» Challenges
[A] In the forum thread on using silicone for tile, what does Bud Cline say the voids behind the tiles would allow to grow?
[B] Based on the forum thread on using silicone for tile, decide whether each statement is true: (i) The contractor uses 100% RTV silicone only for backsplash installations. (ii) Bud Cline says thinset would cost less than silicone. (iii) The contractor had sergeant4743 try to remove a tile after 5 or 10 minutes.
[C] Write out the passage of the forum thread on using silicone for tile from "# Silicone for" up to and including "for the help.".

» Excerpted text
** begin **
# Silicone for wall and Shower tile????



## sergeant4743

I have recently workedwith a general contractor that says he stickly uses 100% RTV Silicone to stick his tile on wall installations, whether it is backsplash or shower walls. Have you ever heard of this and is there a downside? I have to admit I have used it since and it seems like a great idea. It bonds really well and you don't have to worry about having to much or too little thinset behind the tile. You end up with an easy to acheive smooth finish. I have tried to think of a rebuttel as to why it is not good to use but come up empty. can any of you guys give me a downside???? Thanks for the help.


----------



## Bud Cline

Doubt that anyone doing this would do more than a squeeze and a blob here and there. Thus leaving plenty of voids everywhere TO GROW MOLD AND MILDEW behind the tiles!!!!!! Besides, thinset would be much less expensive.:sad:


----------



## sergeant4743

Yea you are right that it is a little more expensive. When i saw him do it he really loaded down the tiles with zig zags and then stuck the tile. He asked me to try to remove it after 5 or 10 minutes and it was almost impossible.
** end **
Object location annotation data:
** begin **
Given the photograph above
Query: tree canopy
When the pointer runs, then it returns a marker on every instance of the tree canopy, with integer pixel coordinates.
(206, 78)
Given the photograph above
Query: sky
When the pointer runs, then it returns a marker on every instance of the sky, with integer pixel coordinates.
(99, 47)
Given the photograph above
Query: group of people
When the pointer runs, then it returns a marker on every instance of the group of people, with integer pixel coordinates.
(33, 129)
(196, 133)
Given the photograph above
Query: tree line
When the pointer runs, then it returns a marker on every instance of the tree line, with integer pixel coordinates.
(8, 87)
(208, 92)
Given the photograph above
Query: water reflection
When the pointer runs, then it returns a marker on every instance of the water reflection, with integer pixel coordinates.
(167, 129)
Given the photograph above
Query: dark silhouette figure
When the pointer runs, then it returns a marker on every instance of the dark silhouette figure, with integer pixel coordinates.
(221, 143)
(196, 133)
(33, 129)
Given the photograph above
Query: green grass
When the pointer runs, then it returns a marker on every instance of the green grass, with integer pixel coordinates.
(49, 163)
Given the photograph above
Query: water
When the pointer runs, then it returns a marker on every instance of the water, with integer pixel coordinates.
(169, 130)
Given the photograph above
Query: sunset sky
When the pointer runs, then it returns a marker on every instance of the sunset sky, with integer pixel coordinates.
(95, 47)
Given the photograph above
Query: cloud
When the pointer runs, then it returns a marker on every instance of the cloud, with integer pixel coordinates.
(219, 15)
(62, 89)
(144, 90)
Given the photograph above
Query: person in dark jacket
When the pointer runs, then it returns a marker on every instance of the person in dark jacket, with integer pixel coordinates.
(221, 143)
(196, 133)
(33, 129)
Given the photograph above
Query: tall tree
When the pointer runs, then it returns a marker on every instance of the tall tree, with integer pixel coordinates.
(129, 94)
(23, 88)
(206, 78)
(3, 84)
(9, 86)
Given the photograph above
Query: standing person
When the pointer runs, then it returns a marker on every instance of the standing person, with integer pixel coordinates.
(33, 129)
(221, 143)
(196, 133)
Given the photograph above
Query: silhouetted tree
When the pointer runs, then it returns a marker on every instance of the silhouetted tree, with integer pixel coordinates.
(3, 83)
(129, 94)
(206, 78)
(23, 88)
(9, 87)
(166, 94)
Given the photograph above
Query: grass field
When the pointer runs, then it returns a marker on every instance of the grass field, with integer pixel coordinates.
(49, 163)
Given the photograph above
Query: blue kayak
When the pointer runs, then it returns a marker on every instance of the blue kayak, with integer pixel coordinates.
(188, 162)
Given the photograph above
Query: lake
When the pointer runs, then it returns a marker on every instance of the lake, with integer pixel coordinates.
** end **
» Solved tasks
[A] Mold and mildew.

[B]
(i) No: "whether it is backsplash or shower walls"
(ii) Yes: "Besides, thinset would be much less expensive."
(iii) Yes: "He asked me to try to remove it after 5 or 10 minutes"

[C]
# Silicone for wall and Shower tile????



## sergeant4743

I have recently workedwith a general contractor that says he stickly uses 100% RTV Silicone to stick his tile on wall installations, whether it is backsplash or shower walls. Have you ever heard of this and is there a downside? I have to admit I have used it since and it seems like a great idea. It bonds really well and you don't have to worry about having to much or too little thinset behind the tile. You end up with an easy to acheive smooth finish. I have tried to think of a rebuttel as to why it is not good to use but come up empty. can any of you guys give me a downside???? Thanks for the help.